---------- THE DATA

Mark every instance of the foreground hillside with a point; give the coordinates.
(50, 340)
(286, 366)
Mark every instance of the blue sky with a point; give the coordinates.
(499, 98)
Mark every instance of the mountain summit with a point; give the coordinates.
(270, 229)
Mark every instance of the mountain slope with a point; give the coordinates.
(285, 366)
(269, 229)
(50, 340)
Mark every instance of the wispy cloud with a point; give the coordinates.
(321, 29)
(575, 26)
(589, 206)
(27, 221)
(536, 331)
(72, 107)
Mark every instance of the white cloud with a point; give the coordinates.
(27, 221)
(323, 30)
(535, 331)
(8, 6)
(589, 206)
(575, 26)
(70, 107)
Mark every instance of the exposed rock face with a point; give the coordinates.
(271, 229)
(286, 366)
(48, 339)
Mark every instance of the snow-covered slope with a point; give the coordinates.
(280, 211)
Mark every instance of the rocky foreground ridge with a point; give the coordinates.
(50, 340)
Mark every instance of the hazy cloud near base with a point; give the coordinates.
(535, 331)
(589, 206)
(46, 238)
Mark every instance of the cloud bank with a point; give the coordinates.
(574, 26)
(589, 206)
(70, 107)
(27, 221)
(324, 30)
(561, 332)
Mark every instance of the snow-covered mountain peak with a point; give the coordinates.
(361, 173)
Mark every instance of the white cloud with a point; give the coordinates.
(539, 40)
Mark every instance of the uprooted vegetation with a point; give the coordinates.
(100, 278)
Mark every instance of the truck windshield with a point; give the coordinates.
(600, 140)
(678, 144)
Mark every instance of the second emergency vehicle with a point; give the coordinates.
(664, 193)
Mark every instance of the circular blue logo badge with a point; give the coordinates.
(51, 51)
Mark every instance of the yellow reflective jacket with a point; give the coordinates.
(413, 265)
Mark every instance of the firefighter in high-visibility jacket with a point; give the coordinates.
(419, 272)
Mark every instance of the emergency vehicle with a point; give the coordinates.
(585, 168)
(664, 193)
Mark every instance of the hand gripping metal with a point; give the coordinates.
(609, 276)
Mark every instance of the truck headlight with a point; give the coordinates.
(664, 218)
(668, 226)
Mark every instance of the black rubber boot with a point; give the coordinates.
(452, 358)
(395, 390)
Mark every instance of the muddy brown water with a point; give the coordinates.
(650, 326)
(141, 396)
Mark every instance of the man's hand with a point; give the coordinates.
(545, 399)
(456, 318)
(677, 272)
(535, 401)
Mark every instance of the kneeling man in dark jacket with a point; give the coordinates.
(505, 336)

--------------------

Exactly reproduce the lines of the data above that run from the line containing "Mark every instance of the hand" through the final one.

Mark every instance of the hand gripping metal with a point; give the coordinates.
(609, 276)
Mark every instance of the truck headlight with a point; give the coordinates.
(664, 218)
(668, 226)
Mark every instance of the black rubber boot with a point; give the coordinates.
(452, 358)
(395, 390)
Mark every instance of the muddy brown water with a point; give the coordinates.
(650, 326)
(141, 396)
Mark every instance of the man's hand with a point; give the coordinates.
(545, 399)
(456, 318)
(677, 272)
(535, 401)
Mark every instance of the kneeling man in dark jacket with a point; give the coordinates.
(505, 336)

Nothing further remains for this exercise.